*PROBLEM STATEMENT*:
Present every line of the records below as a Markdown table with the columns "No." and "Text", numbering the rows and skipping blank lines. Leave the pictures out of the table.

*PROVIDED ENTRIES*:
====

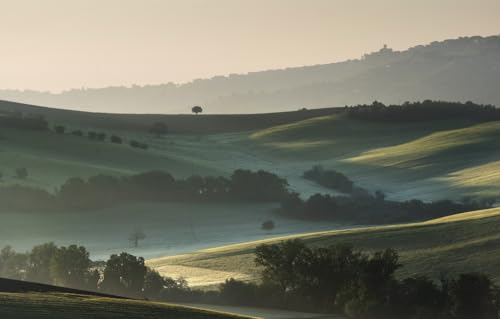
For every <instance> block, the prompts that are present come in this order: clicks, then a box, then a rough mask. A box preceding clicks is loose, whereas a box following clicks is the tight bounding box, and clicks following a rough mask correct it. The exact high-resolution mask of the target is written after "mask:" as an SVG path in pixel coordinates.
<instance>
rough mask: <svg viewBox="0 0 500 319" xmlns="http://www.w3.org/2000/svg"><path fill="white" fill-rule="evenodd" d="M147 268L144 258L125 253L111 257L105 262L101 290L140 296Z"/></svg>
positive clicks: (135, 295) (111, 255)
mask: <svg viewBox="0 0 500 319" xmlns="http://www.w3.org/2000/svg"><path fill="white" fill-rule="evenodd" d="M146 272H147V268H146V266H145V265H144V258H142V257H136V256H133V255H130V254H127V253H121V254H120V255H111V257H110V258H109V259H108V261H107V262H106V267H105V269H104V279H103V281H102V284H101V288H102V289H103V290H104V291H105V292H108V293H113V294H120V295H126V296H130V297H138V296H140V294H141V292H142V289H143V286H144V278H145V276H146Z"/></svg>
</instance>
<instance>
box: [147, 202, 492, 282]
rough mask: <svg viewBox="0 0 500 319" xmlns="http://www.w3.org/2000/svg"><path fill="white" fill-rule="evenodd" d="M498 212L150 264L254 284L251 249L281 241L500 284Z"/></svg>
mask: <svg viewBox="0 0 500 319" xmlns="http://www.w3.org/2000/svg"><path fill="white" fill-rule="evenodd" d="M499 227H500V209H499V208H494V209H488V210H483V211H476V212H469V213H463V214H459V215H455V216H450V217H445V218H440V219H435V220H431V221H427V222H422V223H411V224H403V225H391V226H379V227H362V228H353V229H346V230H335V231H327V232H316V233H308V234H300V235H292V236H285V237H278V238H274V239H267V240H260V241H254V242H247V243H242V244H236V245H229V246H224V247H217V248H213V249H206V250H202V251H198V252H195V253H191V254H186V255H181V256H173V257H164V258H158V259H153V260H149V261H148V265H149V266H152V267H154V268H156V269H157V270H159V271H160V272H164V273H168V272H169V271H170V272H175V271H177V274H178V275H183V276H185V277H186V278H187V280H188V281H189V280H193V281H194V282H196V281H197V280H199V278H200V277H199V276H204V277H205V278H206V279H211V280H209V281H208V282H209V283H211V284H216V283H217V282H219V283H220V282H222V281H224V280H225V279H227V278H229V277H231V276H233V275H234V277H236V278H239V279H243V280H255V279H256V278H258V274H259V269H257V268H256V267H255V264H254V262H253V259H254V254H253V249H254V248H255V247H256V246H257V245H259V244H264V243H266V244H269V243H276V242H279V241H281V240H284V239H291V238H301V239H303V240H305V241H306V242H307V243H308V244H310V245H321V246H324V245H330V244H334V243H340V242H347V243H351V244H353V245H354V246H355V247H356V248H360V249H364V250H367V251H373V250H379V249H384V248H388V247H392V248H395V249H397V250H398V251H399V253H400V254H401V262H402V263H403V264H404V265H405V266H404V268H402V269H401V270H400V271H399V273H398V275H400V276H407V275H429V276H432V277H434V278H438V277H439V276H440V274H446V275H453V274H456V273H460V272H474V271H480V272H485V273H487V274H489V275H491V277H492V279H494V280H495V281H496V282H497V283H500V254H499V248H500V235H499V234H498V228H499Z"/></svg>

====

*ANSWER TO THIS TASK*:
| No. | Text |
|---|---|
| 1 | For every <instance> block, the prompts that are present come in this order: clicks, then a box, then a rough mask. A box preceding clicks is loose, whereas a box following clicks is the tight bounding box, and clicks following a rough mask correct it. The exact high-resolution mask of the target is written after "mask:" as an SVG path in pixel coordinates. |
| 2 | <instance> |
| 3 | rough mask: <svg viewBox="0 0 500 319" xmlns="http://www.w3.org/2000/svg"><path fill="white" fill-rule="evenodd" d="M147 268L144 258L125 253L111 257L105 262L101 290L140 296Z"/></svg> |
| 4 | positive clicks: (135, 295) (111, 255) |
| 5 | mask: <svg viewBox="0 0 500 319" xmlns="http://www.w3.org/2000/svg"><path fill="white" fill-rule="evenodd" d="M146 272H147V268H146V266H145V265H144V258H142V257H136V256H133V255H130V254H127V253H121V254H120V255H111V257H110V258H109V259H108V261H107V262H106V267H105V269H104V279H103V281H102V284H101V288H102V289H103V290H104V291H105V292H108V293H113V294H120V295H126V296H130V297H138V296H140V294H141V292H142V289H143V286H144V278H145V276H146Z"/></svg> |
| 6 | </instance> |
| 7 | <instance> |
| 8 | box: [147, 202, 492, 282] |
| 9 | rough mask: <svg viewBox="0 0 500 319" xmlns="http://www.w3.org/2000/svg"><path fill="white" fill-rule="evenodd" d="M498 212L150 264L254 284L251 249L281 241L500 284Z"/></svg> |
| 10 | mask: <svg viewBox="0 0 500 319" xmlns="http://www.w3.org/2000/svg"><path fill="white" fill-rule="evenodd" d="M499 227H500V209H499V208H494V209H488V210H483V211H476V212H469V213H463V214H459V215H455V216H450V217H445V218H440V219H435V220H431V221H427V222H422V223H411V224H403V225H391V226H379V227H362V228H353V229H346V230H335V231H327V232H316V233H308V234H300V235H292V236H285V237H278V238H274V239H267V240H260V241H254V242H247V243H242V244H236V245H229V246H224V247H217V248H213V249H206V250H202V251H198V252H195V253H191V254H186V255H181V256H173V257H164V258H158V259H153V260H149V261H148V265H149V266H152V267H154V268H156V269H157V270H159V271H160V272H164V273H168V272H169V271H170V272H175V271H177V274H178V275H183V276H185V277H186V278H187V280H188V281H189V280H193V281H194V282H196V281H197V280H199V278H200V277H199V276H204V277H205V278H206V279H211V280H209V281H208V282H209V283H211V284H216V283H217V282H219V283H220V282H222V281H224V280H225V279H227V278H229V277H231V276H233V275H234V277H236V278H239V279H243V280H255V279H256V278H258V274H259V269H257V268H256V267H255V264H254V262H253V259H254V254H253V249H254V248H255V247H256V246H257V245H259V244H264V243H266V244H269V243H276V242H279V241H281V240H284V239H291V238H301V239H303V240H305V241H306V242H307V243H308V244H310V245H321V246H324V245H330V244H334V243H340V242H347V243H351V244H353V245H354V246H355V247H356V248H360V249H364V250H367V251H373V250H379V249H384V248H388V247H392V248H395V249H397V250H398V251H399V253H400V254H401V262H402V263H403V264H404V265H405V266H404V268H402V269H401V270H400V271H399V273H398V275H400V276H407V275H429V276H432V277H434V278H438V277H439V276H440V274H446V275H453V274H456V273H460V272H474V271H480V272H485V273H487V274H489V275H491V277H492V279H494V280H495V281H496V282H497V283H500V254H499V248H500V235H499V234H498V228H499Z"/></svg> |